Your task → Check every line below, and copy those that include "outline".

[Collection entries]
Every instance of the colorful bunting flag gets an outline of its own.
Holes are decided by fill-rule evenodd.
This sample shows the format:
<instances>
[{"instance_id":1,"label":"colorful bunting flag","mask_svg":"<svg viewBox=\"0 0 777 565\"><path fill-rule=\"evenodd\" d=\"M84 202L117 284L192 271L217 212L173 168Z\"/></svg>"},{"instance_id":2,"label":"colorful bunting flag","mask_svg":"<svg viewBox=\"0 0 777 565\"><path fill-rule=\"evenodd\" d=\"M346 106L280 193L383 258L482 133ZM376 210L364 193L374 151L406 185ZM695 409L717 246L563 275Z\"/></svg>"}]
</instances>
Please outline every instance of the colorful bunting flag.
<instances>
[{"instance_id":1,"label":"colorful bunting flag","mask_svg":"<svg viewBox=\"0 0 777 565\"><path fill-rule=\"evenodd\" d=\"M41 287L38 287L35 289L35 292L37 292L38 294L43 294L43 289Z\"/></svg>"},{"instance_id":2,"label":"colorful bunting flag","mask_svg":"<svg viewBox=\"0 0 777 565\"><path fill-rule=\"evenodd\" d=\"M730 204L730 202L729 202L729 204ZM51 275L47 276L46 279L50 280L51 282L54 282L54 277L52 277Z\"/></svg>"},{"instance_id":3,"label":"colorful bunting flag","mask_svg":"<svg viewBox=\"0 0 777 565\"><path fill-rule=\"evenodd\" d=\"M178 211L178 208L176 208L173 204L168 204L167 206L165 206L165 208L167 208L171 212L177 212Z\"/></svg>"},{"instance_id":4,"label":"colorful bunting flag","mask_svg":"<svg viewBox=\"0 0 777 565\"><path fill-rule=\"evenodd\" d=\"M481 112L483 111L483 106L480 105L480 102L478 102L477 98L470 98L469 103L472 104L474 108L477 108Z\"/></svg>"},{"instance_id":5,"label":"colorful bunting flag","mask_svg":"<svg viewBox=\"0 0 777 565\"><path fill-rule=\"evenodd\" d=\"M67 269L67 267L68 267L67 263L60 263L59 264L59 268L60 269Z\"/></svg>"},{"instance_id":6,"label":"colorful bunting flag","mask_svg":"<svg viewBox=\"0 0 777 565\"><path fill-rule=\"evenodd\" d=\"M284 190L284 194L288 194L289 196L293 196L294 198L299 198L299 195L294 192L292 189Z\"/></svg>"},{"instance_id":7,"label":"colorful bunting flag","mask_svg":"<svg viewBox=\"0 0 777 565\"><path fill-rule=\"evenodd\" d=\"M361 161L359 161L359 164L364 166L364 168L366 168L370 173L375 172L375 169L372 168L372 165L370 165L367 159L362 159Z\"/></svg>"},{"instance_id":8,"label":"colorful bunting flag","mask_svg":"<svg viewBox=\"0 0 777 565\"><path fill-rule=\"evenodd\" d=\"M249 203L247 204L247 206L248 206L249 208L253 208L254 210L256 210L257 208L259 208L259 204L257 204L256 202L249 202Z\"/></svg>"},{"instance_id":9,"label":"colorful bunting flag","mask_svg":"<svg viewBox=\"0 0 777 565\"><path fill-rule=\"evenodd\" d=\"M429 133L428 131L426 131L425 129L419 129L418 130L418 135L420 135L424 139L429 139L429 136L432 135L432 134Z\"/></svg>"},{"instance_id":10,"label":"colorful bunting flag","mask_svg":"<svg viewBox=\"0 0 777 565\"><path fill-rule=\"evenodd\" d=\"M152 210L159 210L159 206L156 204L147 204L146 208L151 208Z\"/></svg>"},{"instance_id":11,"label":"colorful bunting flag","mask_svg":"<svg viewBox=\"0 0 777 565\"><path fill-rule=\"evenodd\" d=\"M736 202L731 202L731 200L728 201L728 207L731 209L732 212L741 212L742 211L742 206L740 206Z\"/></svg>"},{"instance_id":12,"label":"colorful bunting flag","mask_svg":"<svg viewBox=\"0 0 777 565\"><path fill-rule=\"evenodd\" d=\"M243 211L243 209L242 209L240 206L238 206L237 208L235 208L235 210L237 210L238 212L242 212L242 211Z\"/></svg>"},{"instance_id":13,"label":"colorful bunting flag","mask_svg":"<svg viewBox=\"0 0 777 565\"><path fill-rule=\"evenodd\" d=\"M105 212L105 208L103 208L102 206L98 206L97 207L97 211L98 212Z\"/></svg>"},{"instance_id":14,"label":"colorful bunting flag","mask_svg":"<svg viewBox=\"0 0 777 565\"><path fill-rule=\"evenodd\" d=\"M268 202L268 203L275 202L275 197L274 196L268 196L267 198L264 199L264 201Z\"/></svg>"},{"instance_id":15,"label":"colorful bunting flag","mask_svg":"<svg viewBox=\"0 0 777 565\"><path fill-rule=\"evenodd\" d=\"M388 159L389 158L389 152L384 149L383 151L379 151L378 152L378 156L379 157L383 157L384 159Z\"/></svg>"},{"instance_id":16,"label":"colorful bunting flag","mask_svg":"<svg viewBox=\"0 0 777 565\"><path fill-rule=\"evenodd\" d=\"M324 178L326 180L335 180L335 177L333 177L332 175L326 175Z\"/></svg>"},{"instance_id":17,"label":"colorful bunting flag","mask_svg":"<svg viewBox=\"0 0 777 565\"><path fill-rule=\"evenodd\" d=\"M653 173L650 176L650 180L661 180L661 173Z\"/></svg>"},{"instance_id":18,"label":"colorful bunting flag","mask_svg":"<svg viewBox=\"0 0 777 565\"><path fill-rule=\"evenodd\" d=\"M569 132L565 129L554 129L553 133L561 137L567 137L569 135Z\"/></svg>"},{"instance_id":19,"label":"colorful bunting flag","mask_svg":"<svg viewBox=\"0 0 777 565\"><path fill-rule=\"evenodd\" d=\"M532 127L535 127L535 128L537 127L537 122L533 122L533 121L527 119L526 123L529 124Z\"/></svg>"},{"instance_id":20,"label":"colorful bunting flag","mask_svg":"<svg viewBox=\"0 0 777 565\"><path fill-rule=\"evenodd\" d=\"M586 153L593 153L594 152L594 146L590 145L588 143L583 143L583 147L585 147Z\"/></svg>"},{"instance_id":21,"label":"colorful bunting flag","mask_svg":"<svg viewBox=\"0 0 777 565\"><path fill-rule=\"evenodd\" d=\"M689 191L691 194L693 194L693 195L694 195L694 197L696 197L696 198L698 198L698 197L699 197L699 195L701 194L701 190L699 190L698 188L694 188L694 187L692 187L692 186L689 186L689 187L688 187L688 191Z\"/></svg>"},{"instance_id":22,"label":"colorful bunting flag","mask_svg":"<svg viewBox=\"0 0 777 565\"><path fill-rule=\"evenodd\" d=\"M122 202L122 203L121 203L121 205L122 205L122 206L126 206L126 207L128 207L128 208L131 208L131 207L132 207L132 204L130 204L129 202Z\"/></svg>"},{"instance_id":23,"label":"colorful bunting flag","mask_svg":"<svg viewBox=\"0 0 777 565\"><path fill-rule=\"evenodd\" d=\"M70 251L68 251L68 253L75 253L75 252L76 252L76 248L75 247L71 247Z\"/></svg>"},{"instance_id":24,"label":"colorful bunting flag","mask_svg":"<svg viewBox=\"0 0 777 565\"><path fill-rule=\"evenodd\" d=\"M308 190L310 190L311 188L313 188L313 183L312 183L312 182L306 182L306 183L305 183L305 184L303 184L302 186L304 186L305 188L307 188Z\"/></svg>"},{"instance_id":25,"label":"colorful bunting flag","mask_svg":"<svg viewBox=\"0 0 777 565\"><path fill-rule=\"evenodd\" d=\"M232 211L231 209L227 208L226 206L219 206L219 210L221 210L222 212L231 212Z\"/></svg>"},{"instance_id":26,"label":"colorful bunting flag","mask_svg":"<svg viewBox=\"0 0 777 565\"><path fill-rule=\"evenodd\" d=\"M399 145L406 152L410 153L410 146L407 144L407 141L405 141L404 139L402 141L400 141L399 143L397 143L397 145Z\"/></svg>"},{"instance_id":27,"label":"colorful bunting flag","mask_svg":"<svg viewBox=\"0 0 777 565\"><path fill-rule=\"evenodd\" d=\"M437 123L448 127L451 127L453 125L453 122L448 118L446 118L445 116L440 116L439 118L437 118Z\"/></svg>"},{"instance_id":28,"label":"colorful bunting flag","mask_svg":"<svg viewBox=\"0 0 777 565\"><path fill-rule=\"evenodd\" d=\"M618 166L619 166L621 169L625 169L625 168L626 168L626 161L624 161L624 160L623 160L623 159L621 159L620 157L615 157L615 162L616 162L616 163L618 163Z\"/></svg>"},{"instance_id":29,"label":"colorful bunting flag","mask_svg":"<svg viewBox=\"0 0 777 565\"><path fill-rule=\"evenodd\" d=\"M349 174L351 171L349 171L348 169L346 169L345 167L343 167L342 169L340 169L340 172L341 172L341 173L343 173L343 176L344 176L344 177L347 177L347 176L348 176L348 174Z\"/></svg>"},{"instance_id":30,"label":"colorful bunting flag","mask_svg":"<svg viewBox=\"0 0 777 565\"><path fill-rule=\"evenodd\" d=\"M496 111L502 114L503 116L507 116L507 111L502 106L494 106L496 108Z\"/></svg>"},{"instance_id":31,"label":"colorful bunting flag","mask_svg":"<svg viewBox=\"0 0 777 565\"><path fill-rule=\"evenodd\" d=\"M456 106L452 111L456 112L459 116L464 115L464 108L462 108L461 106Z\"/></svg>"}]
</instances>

Response to this task →
Every instance of the colorful bunting flag gets an outline of its own.
Please outline every instance of the colorful bunting flag.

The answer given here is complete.